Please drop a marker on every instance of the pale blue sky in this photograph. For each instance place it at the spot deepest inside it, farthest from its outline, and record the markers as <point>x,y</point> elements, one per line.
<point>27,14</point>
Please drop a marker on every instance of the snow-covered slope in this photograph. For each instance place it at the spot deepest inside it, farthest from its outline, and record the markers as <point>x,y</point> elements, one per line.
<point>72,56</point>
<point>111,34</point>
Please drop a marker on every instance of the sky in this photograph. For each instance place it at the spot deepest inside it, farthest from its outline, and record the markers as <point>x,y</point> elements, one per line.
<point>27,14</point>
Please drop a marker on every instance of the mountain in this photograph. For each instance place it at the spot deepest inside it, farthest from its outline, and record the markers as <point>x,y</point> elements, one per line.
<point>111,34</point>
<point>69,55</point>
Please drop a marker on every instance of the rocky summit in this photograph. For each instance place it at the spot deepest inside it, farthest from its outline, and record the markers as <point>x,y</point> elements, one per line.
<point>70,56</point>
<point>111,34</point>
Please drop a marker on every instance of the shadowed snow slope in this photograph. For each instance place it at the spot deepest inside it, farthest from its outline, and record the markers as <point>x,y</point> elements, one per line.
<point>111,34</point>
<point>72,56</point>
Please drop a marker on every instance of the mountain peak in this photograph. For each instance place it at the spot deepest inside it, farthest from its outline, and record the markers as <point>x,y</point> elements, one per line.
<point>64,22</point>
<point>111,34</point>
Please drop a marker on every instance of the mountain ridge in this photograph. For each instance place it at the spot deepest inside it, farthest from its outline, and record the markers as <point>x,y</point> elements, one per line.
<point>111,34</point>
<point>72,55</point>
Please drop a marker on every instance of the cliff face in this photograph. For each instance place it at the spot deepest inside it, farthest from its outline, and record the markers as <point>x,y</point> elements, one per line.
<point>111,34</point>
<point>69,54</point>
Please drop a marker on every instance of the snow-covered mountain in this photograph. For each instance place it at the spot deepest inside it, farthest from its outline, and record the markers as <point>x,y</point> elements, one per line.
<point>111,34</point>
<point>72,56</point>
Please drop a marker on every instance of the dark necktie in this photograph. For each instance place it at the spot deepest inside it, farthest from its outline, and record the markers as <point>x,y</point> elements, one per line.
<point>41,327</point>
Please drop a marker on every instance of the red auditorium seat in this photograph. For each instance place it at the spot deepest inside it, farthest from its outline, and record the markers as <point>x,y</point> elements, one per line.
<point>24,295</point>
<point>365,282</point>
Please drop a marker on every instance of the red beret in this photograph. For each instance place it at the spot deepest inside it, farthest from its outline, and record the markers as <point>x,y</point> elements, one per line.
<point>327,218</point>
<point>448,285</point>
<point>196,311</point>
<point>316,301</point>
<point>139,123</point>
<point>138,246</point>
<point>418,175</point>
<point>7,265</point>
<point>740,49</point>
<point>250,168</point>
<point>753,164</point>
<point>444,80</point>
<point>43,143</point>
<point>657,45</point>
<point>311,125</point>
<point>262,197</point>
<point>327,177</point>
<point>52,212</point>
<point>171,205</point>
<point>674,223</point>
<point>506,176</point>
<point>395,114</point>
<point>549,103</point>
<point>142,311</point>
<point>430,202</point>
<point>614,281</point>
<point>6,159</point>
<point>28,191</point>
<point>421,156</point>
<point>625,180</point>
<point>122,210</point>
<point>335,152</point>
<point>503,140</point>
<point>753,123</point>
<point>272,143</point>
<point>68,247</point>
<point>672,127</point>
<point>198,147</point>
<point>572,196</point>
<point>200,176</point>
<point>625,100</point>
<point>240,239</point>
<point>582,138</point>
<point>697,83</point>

........

■ Task directions
Copy the items above again, switching every "outline" to "boundary" and leaving everything else unchanged.

■ Response
Please drop a marker on every instance of the pale blue sky in this photograph. For each instance place it at the spot deepest inside it, farthest from its boundary, and record the markers as <point>x,y</point> elements, one per line.
<point>27,14</point>
Please drop a marker on every instance of the snow-covered slope in this photograph. For each instance place it at the spot deepest inside it, farthest from its boundary, and record the markers as <point>x,y</point> elements, one per line.
<point>72,56</point>
<point>111,34</point>
Please drop a marker on every instance of the sky in this photograph. For each instance place it at the spot deepest inside it, farthest from its boundary, and record the markers as <point>x,y</point> elements, one per line.
<point>27,14</point>
Please drop a marker on every instance of the mountain in this photograph. For each instance place it at the spot deepest inside it, farthest from its boundary, and record the markers as <point>x,y</point> elements, one per line.
<point>111,34</point>
<point>69,55</point>
Please drop a marker on every instance of the rocky summit in this photograph. For each instance place it at the spot deepest inside it, farthest from its boundary, and record the markers as <point>x,y</point> elements, one per line.
<point>70,56</point>
<point>111,34</point>
Please drop a marker on every instance of the shadowed snow slope in this photograph. For each instance place it at the spot deepest inside it, farthest from its boundary, and record the markers as <point>x,y</point> elements, one per line.
<point>111,34</point>
<point>72,56</point>
Please drop a marker on every instance of the mountain peak in this photograph. For each instance place it at the spot deepest inside it, farthest from its boundary, and record the markers as <point>x,y</point> elements, one per line.
<point>64,22</point>
<point>111,34</point>
Please drop a marker on every instance of the mountain ridge in this photograph. For each instance place it at the spot deepest inside it, farthest from its boundary, and record the markers as <point>x,y</point> elements, one per line.
<point>111,34</point>
<point>72,55</point>
Please drop a marker on every instance of the cliff face in this photograph. For each instance place it at the spot deepest inside it, farthest from its boundary, and record the markers as <point>x,y</point> elements, one per line.
<point>111,34</point>
<point>69,54</point>
Please drop a marker on every instance of the snow-covered mountain in this photograph. For each instance place it at the spot deepest inside it, farthest from its boundary, and record the markers as <point>x,y</point> elements, one per line.
<point>111,34</point>
<point>72,56</point>
Please drop a marker on every instance of the dark necktie in this photograph. For each instance place it at the spot deepest inside it, farthest from its boundary, and record the markers as <point>x,y</point> elements, one per line.
<point>41,327</point>
Please drop a marker on every instance of the red auditorium seat in this photograph. For each instance place it at the spot deepest inside it, farthest from its boundary, and record the markers as <point>x,y</point> elements, one per line.
<point>24,295</point>
<point>365,282</point>
Please drop a marker on every instance of the red beret in this photograph. For each instance place it at the spot deepest inside it, farthest from its boundary, and record the markers as <point>x,y</point> elements, one per line.
<point>327,218</point>
<point>448,285</point>
<point>196,311</point>
<point>316,301</point>
<point>139,123</point>
<point>138,246</point>
<point>418,175</point>
<point>7,265</point>
<point>740,49</point>
<point>250,168</point>
<point>753,164</point>
<point>444,80</point>
<point>43,143</point>
<point>657,45</point>
<point>311,125</point>
<point>262,197</point>
<point>327,177</point>
<point>52,212</point>
<point>171,205</point>
<point>674,223</point>
<point>506,176</point>
<point>395,114</point>
<point>549,103</point>
<point>142,311</point>
<point>430,202</point>
<point>614,281</point>
<point>6,159</point>
<point>28,191</point>
<point>421,156</point>
<point>625,180</point>
<point>122,210</point>
<point>335,152</point>
<point>503,140</point>
<point>753,123</point>
<point>272,143</point>
<point>68,247</point>
<point>672,127</point>
<point>198,147</point>
<point>572,196</point>
<point>200,176</point>
<point>625,100</point>
<point>240,239</point>
<point>582,138</point>
<point>697,83</point>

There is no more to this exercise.